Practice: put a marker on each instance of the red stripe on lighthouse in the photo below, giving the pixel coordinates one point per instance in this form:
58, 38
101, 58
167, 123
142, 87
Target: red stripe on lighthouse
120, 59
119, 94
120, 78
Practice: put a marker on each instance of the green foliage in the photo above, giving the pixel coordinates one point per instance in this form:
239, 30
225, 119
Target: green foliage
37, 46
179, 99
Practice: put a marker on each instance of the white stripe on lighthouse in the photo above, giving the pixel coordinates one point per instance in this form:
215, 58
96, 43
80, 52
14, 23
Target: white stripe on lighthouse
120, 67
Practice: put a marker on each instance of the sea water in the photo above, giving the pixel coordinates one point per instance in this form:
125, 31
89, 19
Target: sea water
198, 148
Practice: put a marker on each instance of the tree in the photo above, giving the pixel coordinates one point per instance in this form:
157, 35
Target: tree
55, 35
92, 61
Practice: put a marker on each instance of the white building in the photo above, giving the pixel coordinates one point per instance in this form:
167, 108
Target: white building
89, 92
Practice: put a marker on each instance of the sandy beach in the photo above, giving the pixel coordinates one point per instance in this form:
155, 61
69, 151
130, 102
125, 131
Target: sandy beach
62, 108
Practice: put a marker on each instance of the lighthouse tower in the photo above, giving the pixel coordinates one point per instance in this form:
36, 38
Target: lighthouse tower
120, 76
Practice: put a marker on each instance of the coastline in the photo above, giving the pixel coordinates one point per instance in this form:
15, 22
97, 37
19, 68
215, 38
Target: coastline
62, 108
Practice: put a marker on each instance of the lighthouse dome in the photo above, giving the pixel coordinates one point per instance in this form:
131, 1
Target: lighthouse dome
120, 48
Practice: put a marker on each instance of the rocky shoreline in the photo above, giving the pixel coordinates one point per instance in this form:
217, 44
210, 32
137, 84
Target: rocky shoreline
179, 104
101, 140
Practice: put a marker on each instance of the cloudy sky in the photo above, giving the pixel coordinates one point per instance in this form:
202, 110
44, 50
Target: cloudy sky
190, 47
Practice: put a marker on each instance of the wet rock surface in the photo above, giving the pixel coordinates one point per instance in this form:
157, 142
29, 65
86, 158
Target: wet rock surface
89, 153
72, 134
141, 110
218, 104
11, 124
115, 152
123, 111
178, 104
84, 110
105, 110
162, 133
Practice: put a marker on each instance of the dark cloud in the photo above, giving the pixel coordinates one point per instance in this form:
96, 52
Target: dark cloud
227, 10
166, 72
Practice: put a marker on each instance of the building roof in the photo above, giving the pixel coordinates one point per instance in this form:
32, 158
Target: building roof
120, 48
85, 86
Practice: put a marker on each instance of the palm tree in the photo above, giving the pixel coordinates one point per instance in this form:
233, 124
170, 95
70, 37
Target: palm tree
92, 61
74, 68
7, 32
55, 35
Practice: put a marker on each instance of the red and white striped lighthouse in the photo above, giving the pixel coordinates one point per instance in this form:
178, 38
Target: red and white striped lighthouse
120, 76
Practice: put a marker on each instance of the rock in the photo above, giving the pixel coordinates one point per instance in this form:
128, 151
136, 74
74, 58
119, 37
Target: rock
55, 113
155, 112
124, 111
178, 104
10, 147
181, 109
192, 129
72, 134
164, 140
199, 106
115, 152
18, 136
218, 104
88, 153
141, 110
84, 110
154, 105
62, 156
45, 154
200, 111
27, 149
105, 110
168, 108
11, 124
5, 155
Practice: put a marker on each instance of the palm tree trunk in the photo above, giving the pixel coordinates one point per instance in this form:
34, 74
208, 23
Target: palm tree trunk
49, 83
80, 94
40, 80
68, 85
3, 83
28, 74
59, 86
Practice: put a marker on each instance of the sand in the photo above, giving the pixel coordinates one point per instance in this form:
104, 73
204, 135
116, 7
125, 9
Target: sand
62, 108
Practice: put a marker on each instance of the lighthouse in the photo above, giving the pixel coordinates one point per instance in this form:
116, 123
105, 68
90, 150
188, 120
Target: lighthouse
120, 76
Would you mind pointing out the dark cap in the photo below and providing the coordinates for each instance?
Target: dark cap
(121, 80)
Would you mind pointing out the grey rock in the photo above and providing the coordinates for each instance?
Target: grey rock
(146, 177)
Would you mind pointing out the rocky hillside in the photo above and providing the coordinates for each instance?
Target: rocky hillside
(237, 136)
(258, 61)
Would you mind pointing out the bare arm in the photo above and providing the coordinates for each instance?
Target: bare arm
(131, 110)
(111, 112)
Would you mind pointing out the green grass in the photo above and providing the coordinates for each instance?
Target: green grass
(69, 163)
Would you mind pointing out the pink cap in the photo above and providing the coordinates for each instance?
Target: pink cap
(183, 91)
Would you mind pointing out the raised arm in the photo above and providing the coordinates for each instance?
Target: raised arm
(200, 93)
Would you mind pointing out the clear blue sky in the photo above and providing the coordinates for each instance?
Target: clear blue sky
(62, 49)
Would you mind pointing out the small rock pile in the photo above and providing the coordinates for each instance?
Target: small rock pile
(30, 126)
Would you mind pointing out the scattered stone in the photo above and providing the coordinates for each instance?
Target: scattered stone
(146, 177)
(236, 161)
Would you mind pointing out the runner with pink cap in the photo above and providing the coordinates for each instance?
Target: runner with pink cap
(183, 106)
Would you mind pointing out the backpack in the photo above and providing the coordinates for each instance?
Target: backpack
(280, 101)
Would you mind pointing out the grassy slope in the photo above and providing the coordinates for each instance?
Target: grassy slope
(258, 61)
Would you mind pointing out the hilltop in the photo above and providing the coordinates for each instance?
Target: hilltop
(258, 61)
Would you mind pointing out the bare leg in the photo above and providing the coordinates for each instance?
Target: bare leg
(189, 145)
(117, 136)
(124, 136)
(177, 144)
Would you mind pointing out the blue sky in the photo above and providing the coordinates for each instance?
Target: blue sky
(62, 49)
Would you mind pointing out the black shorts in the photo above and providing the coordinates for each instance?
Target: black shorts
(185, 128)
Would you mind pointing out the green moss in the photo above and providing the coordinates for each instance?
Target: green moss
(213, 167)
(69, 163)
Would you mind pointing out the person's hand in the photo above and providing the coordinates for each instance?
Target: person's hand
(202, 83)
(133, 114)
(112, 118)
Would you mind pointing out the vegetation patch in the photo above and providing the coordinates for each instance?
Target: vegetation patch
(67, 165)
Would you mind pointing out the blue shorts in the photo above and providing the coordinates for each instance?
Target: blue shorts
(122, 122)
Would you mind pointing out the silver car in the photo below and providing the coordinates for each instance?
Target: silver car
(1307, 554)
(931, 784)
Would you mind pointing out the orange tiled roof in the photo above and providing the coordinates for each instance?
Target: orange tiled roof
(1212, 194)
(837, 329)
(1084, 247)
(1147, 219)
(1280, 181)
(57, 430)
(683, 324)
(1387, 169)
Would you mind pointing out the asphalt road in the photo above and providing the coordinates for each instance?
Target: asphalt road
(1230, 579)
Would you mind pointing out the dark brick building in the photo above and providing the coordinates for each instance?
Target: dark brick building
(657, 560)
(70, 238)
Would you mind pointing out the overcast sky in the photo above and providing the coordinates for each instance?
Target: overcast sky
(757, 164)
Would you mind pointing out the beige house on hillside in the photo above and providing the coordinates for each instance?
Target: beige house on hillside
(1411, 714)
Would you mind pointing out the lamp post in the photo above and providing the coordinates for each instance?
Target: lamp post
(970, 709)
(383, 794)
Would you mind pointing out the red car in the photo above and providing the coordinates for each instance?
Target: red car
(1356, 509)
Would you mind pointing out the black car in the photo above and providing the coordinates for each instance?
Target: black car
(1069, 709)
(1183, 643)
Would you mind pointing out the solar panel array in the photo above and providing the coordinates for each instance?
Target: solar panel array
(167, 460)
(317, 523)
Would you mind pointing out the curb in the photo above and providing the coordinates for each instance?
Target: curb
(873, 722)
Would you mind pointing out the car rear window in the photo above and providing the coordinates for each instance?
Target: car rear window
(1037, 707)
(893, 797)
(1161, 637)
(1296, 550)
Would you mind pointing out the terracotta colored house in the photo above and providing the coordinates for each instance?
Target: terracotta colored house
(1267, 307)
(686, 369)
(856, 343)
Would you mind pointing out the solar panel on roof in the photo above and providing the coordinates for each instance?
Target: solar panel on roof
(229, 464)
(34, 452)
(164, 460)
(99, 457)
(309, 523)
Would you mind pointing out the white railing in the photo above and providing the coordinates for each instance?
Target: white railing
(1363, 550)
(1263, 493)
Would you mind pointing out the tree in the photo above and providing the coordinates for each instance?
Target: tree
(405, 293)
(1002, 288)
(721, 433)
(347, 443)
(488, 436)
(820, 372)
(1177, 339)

DESCRIPTION OF THE TASK => Rewrite the records from the line containing "Would you mind pointing out the solar panel array" through the end of the records, replacing "white railing" with "white fence" and leaving everything else unchanged.

RESULT OF THIS TASK =>
Would you mind pointing out the solar panel array in the photo above and providing the coordinates for each instance?
Target: solar panel array
(167, 460)
(317, 523)
Would you mind pointing out the curb in the photo above and providing the coordinates for each instance?
Target: curb
(873, 722)
Would you mind pointing out the car rear window in the photo above and providing the coordinates for each instance?
Target: car rear window
(1037, 707)
(893, 797)
(1161, 637)
(1296, 550)
Would you mind pointing out the terracotta colored house in the photo above and providing the coordinates for each instance?
Target: terracotta colored house
(1267, 307)
(686, 369)
(856, 343)
Would you mind pointing out the solar panel on roof in the photo above and providing the coordinates for each instance?
Target: solar panel on roof
(229, 464)
(34, 452)
(164, 460)
(99, 457)
(309, 523)
Would you mind pointing out the white fence in the photo above and providing the coordinates for each instance?
Target: white fence
(1363, 550)
(1263, 493)
Would you mind pointing out the tree in the photo above and providing the coordinates for each instance?
Target: tree
(405, 293)
(1002, 288)
(721, 433)
(347, 443)
(488, 436)
(820, 372)
(1177, 339)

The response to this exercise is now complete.